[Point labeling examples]
— Begin —
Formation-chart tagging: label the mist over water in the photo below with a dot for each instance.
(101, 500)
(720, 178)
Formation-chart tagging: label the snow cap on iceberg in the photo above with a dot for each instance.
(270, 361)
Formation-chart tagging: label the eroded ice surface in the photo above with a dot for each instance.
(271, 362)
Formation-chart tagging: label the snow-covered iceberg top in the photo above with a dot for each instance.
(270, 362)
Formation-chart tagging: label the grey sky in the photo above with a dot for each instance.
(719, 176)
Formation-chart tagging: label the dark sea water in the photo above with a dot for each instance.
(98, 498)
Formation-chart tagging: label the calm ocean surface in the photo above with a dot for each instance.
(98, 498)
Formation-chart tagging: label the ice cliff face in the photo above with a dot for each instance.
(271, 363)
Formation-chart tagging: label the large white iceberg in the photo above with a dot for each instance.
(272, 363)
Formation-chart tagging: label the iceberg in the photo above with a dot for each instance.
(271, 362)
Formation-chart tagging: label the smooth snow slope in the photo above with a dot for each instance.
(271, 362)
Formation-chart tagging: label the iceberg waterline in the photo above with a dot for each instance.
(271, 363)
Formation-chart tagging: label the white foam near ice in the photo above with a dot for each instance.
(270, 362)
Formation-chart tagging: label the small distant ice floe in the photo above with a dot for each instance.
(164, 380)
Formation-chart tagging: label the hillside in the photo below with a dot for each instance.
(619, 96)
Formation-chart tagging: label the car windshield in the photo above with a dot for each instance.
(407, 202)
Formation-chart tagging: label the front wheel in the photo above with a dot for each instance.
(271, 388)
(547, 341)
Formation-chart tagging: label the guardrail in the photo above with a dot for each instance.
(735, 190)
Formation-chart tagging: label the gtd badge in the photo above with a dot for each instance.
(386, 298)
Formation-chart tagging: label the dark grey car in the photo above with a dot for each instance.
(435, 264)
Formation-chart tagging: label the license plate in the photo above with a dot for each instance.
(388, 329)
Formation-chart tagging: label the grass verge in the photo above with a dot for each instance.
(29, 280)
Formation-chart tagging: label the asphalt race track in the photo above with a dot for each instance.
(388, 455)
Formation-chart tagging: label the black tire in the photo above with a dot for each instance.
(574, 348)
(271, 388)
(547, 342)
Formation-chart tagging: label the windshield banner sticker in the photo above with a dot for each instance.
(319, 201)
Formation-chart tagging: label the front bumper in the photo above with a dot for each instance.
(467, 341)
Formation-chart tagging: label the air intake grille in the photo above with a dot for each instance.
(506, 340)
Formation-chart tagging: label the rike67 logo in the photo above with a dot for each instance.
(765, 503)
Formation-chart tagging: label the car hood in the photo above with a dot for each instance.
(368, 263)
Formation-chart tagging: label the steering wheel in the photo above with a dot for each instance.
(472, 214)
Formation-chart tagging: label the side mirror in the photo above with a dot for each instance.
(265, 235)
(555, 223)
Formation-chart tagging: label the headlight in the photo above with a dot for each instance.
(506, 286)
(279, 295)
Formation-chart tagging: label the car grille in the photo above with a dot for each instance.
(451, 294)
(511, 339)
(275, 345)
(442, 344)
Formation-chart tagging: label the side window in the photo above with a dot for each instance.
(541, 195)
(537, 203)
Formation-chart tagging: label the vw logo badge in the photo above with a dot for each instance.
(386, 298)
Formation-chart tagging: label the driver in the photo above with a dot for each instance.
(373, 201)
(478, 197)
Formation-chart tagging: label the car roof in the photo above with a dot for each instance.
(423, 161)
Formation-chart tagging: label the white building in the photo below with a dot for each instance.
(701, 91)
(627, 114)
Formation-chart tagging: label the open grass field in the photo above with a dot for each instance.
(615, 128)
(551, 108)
— End —
● Work to be completed: Reproduce every one of the entries above word for word, keeping each coordinate pair where it appears.

● Output for this exercise:
Formation-chart tagging: label the mist over water in the photo below with a dot for each instance.
(101, 500)
(720, 178)
Formation-chart tagging: label the snow cap on iceberg in the photo above with a dot for each instance.
(270, 361)
Formation-chart tagging: label the eroded ice surface in the photo above with a dot for each instance.
(271, 362)
Formation-chart tagging: label the snow-covered iceberg top in the photo above with a dot for each instance.
(270, 362)
Formation-chart tagging: label the grey sky in the photo above with a dot for each instance.
(719, 176)
Formation-chart tagging: label the dark sea water in the photo above with a dot for each instance.
(98, 498)
Formation-chart tagging: label the calm ocean surface in the photo above with a dot for each instance.
(98, 498)
Formation-chart tagging: label the ice cliff face in the photo above with a dot for each instance.
(271, 363)
Formation-chart tagging: label the large white iceberg in the photo above with a dot for each instance.
(272, 363)
Formation-chart tagging: label the iceberg in the photo above with a dot for each instance.
(271, 362)
Formation-chart tagging: label the smooth snow slope in the photo above with a dot for each instance.
(271, 362)
Formation-chart tagging: label the iceberg waterline in the photo above with a dot for each instance.
(271, 363)
Formation-chart tagging: label the white foam near ice in the photo above with a dot for each instance.
(270, 362)
Formation-chart tagging: label the small distant ice floe in the photo above with a dot for each instance.
(164, 380)
Formation-chart tagging: label the hillside in the photo below with a dot for each instance.
(619, 96)
Formation-chart tagging: label the car windshield in the photo above with a dot for each instance.
(407, 202)
Formation-chart tagging: label the front wheel in the photo above with a dot for each instance.
(271, 388)
(547, 341)
Formation-chart tagging: label the guardrail in the photo above with a dot for each instance.
(735, 190)
Formation-chart tagging: label the gtd badge in the photo above with a dot for each instance.
(386, 298)
Formation-chart tagging: label the dark grey car in the photo above with a dot for each instance.
(435, 264)
Formation-chart tagging: label the license plate in the photo above with a dot for each instance.
(388, 329)
Formation-chart tagging: label the grass verge in the photo above with a dot for each instance.
(29, 280)
Formation-chart tagging: label the asphalt race track in the photo above with a dot for each instance.
(388, 455)
Formation-chart tagging: label the black tire in the photo above with a dot for each instance.
(574, 348)
(271, 388)
(547, 342)
Formation-chart tagging: label the windshield banner sticker in the photo above with a dot for each instance.
(319, 201)
Formation-chart tagging: label the front bumper in the photo above with a dot for each instance.
(467, 341)
Formation-chart tagging: label the air intake grille in the photo above with a dot for each instance.
(506, 340)
Formation-chart tagging: label the rike67 logo in the photo above with a dot for each instance.
(765, 503)
Formation-chart tagging: label the car hood in the photo above with a dot for each instance.
(368, 263)
Formation-chart tagging: label the steering wheel in the photo above with a dot for each instance.
(472, 214)
Formation-chart tagging: label the side mirror in the photo above with a dot for each instance.
(265, 235)
(555, 223)
Formation-chart tagging: label the headlight in the photo above with a dot for each instance.
(506, 286)
(279, 295)
Formation-chart tagging: label the car grille in the photo above with a dot for each instance.
(451, 294)
(511, 339)
(275, 345)
(442, 344)
Formation-chart tagging: label the side window in the photo above with a dot for each instance.
(541, 195)
(537, 203)
Formation-chart tagging: label the vw logo badge in the photo above with a dot for each instance.
(386, 298)
Formation-chart tagging: label the driver in the photo above with a dot for each instance.
(373, 201)
(478, 197)
Formation-chart tagging: label the car roof in the photo above with a dot for each instance.
(423, 161)
Formation-chart tagging: label the white building in the photo below with a dot for each instance.
(701, 91)
(627, 114)
Formation-chart tagging: label the open grass field in the photo above with a dot for each instance.
(615, 128)
(551, 108)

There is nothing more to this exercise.